[Stored dataset items]
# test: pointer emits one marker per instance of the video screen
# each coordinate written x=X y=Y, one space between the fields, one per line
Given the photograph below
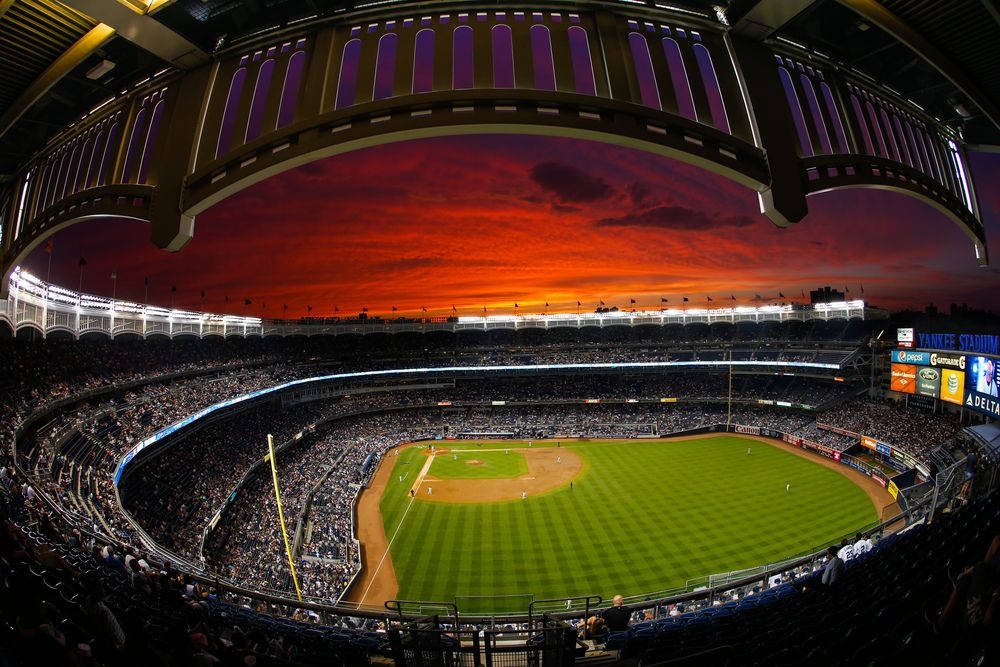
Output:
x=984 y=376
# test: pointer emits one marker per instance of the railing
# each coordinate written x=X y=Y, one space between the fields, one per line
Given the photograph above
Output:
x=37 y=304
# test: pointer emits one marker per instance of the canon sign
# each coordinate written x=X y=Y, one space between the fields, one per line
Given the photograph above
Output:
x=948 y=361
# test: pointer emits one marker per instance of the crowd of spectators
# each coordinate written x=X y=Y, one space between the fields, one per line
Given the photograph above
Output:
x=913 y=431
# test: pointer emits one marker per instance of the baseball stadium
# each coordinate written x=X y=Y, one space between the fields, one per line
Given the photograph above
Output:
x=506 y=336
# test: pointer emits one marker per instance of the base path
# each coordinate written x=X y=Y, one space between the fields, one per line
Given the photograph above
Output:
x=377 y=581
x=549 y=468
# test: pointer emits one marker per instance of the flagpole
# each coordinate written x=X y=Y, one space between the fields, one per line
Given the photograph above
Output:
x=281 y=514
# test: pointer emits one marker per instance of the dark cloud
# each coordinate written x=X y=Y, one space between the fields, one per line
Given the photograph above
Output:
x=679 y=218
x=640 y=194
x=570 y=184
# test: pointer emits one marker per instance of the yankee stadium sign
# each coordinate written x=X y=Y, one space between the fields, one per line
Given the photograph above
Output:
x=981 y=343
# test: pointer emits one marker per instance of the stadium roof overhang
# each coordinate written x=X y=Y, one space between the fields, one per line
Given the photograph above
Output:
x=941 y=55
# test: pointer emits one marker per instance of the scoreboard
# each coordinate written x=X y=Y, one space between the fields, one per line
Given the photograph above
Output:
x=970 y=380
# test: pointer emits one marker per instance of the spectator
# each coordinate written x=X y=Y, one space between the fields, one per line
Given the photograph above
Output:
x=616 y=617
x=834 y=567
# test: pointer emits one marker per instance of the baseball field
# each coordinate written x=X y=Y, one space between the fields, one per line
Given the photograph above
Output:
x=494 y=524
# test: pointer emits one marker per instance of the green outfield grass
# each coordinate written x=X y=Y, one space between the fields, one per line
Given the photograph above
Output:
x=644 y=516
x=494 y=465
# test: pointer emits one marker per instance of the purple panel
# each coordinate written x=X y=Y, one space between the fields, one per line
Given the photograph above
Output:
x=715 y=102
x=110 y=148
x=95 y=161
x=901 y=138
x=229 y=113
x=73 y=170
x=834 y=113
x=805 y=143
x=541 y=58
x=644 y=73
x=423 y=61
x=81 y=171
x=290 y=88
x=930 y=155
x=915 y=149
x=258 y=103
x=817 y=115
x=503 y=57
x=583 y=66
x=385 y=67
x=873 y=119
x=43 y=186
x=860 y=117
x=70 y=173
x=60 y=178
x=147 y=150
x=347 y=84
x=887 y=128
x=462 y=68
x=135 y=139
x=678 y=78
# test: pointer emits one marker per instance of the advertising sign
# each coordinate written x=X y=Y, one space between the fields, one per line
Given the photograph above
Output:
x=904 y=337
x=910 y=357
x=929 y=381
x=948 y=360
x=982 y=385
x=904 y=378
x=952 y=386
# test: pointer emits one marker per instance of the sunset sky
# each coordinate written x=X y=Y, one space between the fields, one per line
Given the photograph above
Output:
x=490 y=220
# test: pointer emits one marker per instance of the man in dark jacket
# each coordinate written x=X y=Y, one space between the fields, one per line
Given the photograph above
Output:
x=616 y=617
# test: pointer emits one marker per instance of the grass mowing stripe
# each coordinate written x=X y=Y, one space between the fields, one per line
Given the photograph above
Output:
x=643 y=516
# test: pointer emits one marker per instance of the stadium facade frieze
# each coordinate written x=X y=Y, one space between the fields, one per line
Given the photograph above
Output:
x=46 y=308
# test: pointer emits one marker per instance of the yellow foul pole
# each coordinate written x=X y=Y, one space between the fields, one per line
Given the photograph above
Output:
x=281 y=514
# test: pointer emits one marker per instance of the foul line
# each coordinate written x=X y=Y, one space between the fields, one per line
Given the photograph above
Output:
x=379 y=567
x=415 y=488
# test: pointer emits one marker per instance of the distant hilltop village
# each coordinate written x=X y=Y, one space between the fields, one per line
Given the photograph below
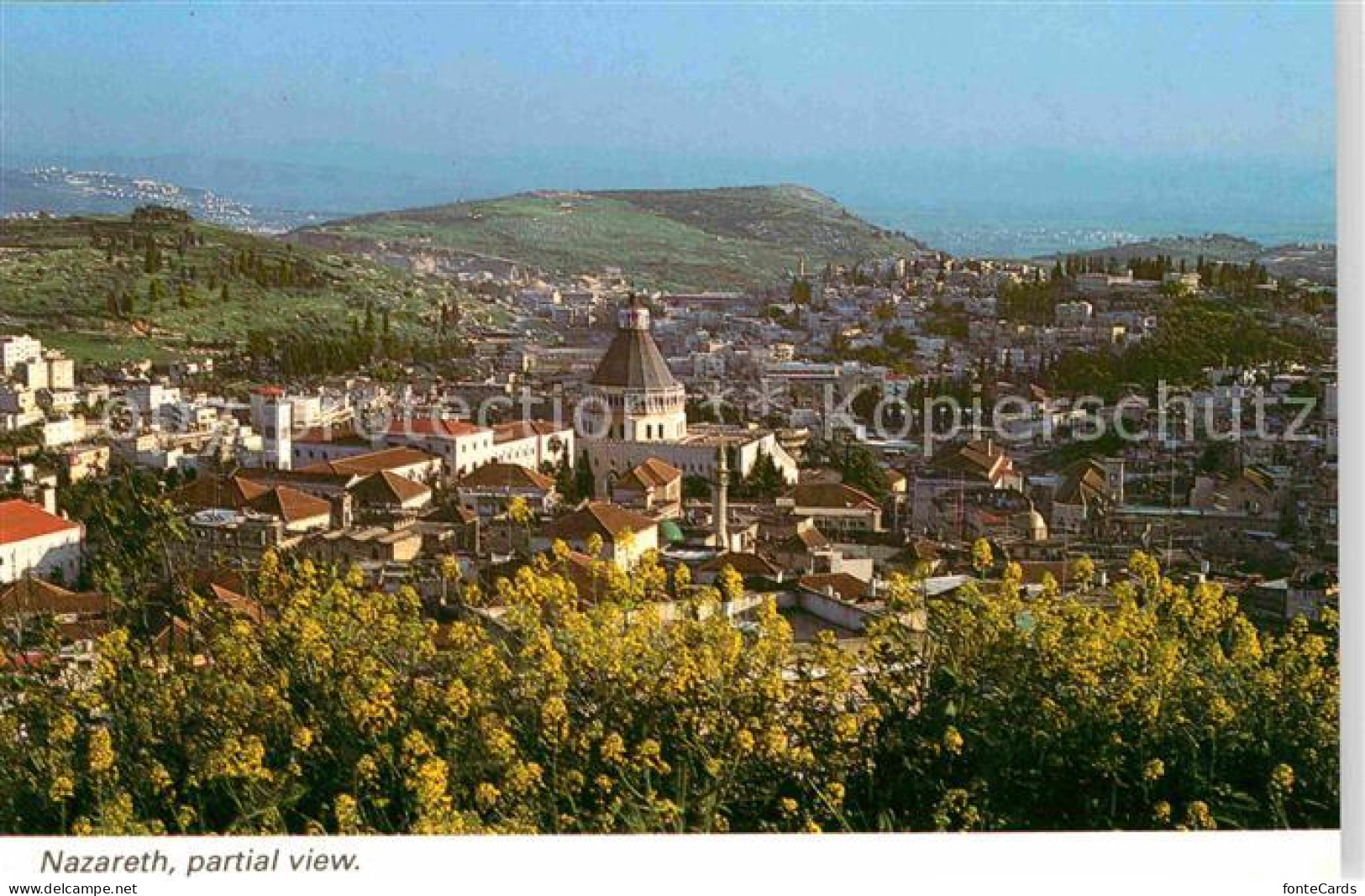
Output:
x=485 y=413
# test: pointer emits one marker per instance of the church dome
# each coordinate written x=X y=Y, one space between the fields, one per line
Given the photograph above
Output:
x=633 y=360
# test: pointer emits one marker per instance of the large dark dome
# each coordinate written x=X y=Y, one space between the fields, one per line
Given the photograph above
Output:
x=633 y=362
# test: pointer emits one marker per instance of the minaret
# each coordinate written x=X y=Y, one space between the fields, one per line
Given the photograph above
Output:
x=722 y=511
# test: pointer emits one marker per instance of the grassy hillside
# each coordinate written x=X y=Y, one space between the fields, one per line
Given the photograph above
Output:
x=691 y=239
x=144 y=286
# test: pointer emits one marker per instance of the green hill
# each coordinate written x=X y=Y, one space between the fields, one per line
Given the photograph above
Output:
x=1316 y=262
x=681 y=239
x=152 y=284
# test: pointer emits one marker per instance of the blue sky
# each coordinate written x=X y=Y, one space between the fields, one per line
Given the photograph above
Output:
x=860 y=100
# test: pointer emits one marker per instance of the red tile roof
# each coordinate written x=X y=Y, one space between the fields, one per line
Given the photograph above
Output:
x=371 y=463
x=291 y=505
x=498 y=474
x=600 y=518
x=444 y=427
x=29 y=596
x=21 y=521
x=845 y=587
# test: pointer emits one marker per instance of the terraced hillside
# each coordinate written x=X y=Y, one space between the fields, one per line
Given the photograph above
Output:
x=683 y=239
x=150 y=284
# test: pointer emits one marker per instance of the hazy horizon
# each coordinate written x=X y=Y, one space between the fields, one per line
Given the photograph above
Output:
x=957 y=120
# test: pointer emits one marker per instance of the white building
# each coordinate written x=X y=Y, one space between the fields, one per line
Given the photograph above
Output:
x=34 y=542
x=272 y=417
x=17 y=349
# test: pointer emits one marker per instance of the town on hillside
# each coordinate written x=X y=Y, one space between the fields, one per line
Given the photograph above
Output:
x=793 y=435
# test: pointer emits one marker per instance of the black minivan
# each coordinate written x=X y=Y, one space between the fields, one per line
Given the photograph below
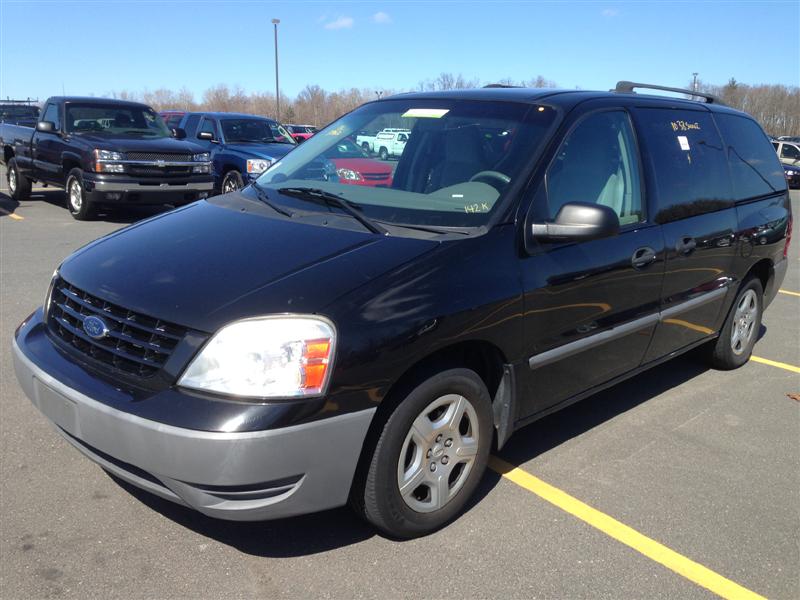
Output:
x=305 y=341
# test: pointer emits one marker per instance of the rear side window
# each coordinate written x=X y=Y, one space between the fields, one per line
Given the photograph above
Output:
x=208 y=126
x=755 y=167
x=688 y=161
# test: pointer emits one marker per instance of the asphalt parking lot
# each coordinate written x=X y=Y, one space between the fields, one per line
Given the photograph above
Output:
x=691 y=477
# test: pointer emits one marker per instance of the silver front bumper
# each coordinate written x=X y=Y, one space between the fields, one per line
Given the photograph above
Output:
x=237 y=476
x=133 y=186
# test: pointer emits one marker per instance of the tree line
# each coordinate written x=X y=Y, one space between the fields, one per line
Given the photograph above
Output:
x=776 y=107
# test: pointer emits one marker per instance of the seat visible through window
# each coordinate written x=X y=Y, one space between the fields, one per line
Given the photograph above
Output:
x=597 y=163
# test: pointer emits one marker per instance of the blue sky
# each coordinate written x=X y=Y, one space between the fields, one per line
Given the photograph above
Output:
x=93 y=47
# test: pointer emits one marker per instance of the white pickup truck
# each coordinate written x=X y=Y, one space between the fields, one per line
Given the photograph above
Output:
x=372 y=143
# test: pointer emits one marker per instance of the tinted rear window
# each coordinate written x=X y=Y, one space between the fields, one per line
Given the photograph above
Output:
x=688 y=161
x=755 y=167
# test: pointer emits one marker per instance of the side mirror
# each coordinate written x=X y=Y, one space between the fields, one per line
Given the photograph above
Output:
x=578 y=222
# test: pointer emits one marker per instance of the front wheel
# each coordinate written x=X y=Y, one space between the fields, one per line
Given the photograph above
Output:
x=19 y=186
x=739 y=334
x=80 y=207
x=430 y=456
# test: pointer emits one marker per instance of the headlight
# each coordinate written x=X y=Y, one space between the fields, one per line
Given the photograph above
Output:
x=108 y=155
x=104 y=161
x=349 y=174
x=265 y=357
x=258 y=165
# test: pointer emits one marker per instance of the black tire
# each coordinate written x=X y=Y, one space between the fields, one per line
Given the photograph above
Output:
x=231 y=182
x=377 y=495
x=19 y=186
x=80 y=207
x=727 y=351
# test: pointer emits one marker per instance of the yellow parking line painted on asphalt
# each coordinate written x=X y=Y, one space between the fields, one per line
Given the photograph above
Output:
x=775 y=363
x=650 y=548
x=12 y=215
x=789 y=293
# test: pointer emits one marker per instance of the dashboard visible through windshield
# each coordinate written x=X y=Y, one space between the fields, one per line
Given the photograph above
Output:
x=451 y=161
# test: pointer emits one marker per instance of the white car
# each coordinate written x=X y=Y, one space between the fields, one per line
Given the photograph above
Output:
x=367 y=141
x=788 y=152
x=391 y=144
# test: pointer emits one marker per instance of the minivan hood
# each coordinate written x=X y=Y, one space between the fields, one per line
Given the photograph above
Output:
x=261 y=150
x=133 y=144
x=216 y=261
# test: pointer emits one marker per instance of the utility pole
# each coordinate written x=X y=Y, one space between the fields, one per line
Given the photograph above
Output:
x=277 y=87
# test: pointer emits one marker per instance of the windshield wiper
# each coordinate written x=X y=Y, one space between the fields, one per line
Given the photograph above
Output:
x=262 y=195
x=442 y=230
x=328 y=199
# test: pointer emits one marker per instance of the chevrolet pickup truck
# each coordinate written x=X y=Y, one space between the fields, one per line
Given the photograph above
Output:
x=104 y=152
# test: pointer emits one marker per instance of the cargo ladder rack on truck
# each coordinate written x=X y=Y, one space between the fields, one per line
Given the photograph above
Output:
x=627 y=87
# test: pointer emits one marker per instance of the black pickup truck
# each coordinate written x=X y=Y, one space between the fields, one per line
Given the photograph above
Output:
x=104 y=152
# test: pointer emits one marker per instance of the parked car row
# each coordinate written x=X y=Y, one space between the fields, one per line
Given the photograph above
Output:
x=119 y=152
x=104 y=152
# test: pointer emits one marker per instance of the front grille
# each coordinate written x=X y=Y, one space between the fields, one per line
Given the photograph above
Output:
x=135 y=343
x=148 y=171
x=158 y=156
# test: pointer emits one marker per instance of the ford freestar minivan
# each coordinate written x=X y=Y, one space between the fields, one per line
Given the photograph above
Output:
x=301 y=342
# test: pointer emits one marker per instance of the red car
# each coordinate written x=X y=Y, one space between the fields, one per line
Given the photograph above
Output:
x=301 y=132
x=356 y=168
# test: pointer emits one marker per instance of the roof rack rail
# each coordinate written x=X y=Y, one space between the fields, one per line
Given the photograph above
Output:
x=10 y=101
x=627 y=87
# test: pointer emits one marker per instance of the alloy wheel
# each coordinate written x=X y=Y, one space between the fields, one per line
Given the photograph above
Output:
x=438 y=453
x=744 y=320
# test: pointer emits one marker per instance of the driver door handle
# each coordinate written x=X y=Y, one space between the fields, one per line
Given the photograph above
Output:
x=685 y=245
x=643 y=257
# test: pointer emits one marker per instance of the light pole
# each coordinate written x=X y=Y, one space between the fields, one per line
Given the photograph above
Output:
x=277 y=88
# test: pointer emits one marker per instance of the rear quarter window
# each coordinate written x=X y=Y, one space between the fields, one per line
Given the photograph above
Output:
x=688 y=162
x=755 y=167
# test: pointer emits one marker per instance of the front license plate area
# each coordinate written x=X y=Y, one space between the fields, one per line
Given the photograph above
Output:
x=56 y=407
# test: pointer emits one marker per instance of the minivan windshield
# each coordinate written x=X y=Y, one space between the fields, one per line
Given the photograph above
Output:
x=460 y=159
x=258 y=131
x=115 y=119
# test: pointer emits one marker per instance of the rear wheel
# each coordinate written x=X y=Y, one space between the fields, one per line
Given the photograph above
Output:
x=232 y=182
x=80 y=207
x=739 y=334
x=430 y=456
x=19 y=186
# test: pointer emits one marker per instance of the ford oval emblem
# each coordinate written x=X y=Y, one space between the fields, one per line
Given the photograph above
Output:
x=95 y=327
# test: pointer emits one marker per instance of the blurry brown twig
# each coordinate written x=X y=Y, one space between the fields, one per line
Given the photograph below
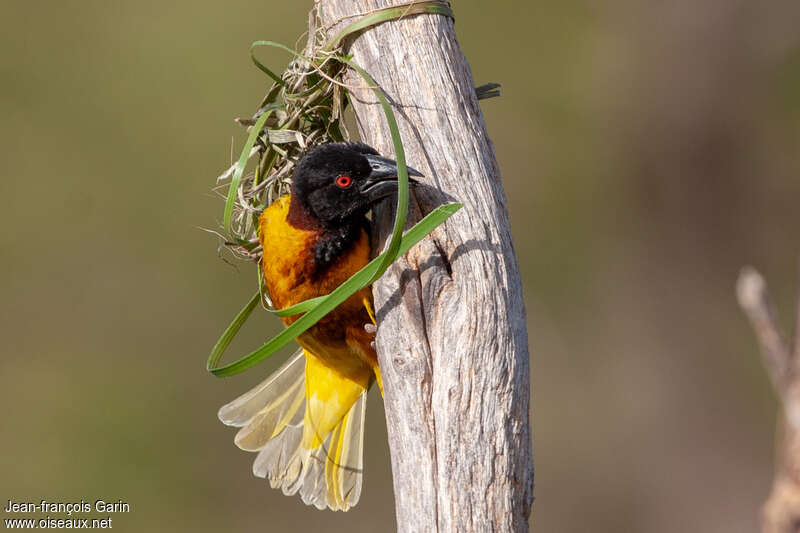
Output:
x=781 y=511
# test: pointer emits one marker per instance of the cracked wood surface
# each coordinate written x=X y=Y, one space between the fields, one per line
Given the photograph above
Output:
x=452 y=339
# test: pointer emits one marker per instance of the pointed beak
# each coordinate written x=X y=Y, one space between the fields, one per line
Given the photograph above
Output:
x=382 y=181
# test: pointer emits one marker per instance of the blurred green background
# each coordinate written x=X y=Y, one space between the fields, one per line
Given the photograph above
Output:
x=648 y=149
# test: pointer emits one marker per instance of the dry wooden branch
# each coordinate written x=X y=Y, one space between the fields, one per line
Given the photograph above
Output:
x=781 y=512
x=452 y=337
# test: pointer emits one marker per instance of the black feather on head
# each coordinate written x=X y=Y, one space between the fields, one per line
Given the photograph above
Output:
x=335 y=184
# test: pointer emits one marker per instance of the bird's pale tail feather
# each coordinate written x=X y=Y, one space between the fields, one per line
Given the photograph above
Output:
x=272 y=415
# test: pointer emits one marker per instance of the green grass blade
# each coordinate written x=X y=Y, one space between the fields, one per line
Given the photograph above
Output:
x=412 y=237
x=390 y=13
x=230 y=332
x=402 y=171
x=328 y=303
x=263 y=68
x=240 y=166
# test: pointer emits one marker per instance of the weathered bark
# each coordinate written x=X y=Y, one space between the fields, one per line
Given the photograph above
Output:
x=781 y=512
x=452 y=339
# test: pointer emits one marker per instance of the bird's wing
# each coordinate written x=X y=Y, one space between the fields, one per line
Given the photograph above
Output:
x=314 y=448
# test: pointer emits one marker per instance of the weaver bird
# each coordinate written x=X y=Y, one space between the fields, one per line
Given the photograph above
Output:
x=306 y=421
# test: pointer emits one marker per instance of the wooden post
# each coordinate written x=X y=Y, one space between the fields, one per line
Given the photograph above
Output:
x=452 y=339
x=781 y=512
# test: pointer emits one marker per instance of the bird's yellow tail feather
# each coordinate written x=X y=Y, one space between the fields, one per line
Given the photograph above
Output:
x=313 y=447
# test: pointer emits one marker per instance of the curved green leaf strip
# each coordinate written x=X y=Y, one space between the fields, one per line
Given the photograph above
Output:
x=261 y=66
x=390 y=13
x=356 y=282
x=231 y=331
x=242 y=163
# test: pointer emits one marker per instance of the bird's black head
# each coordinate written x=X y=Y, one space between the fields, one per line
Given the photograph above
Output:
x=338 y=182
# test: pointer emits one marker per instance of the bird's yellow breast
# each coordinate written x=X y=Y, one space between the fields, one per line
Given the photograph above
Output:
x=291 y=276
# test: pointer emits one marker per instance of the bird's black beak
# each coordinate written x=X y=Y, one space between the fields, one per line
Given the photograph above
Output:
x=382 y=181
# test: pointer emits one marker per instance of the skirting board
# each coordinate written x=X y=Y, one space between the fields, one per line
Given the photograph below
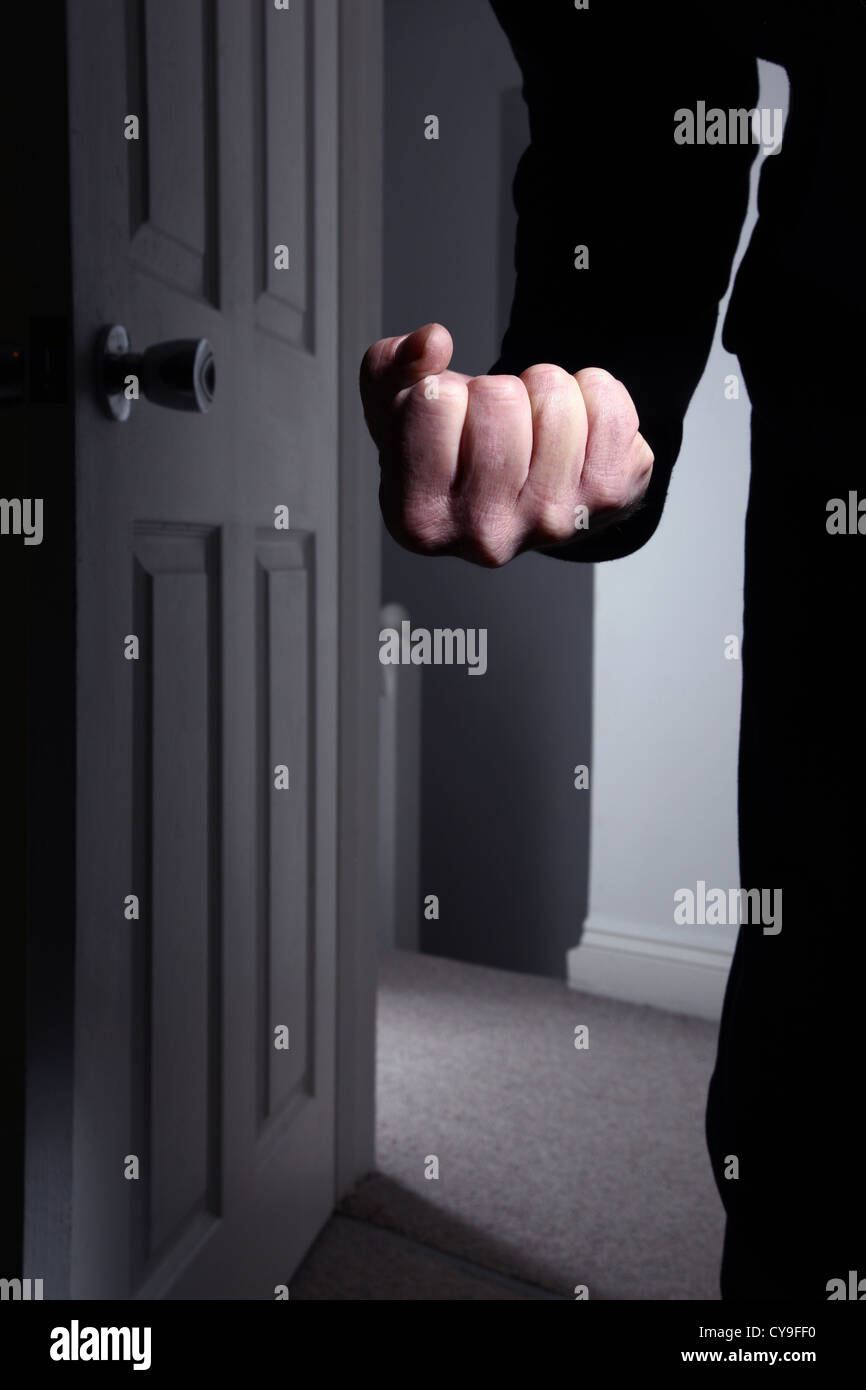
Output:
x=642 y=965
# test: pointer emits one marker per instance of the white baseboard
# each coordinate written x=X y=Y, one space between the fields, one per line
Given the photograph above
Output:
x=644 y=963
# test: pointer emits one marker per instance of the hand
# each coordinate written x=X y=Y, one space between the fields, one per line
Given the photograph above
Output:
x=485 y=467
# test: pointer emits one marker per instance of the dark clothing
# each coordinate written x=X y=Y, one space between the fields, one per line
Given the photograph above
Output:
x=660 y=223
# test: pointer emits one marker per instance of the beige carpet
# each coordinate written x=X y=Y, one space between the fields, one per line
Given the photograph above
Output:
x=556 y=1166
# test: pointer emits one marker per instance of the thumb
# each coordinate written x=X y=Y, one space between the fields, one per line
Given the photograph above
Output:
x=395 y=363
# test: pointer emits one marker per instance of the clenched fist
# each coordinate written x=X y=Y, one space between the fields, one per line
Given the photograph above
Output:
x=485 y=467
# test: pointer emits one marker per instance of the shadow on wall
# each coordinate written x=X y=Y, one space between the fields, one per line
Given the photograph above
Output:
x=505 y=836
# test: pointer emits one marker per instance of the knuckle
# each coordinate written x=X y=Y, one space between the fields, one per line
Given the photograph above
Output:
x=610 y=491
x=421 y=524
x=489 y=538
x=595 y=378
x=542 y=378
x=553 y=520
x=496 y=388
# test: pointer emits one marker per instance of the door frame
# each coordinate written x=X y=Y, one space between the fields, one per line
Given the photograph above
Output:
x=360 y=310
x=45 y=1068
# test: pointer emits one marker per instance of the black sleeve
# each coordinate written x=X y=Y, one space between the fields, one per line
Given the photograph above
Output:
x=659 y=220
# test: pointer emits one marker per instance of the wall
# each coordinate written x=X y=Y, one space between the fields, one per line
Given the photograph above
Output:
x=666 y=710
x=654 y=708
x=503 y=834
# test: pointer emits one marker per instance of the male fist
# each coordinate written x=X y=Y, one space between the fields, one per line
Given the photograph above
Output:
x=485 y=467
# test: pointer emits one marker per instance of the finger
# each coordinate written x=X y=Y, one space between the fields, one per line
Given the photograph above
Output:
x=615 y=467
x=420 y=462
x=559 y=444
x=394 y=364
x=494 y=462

### Task
Leave out the pictures. Transcribe only the lines above, from the first through the one that contains "# test: pointer emits one marker per instance of the canon".

### Solution for this task
# test: pointer emits one marker per instance of the video screen
# each coordinate written x=X y=Y, one space between the fields, one per line
Given the photograph below
Output:
x=984 y=376
# test: pointer emits one marker per instance of the railing
# each coordinate written x=X y=Y, one space between the fields, one per line
Given the photograph above
Output:
x=37 y=304
# test: pointer emits one marker per instance of the canon sign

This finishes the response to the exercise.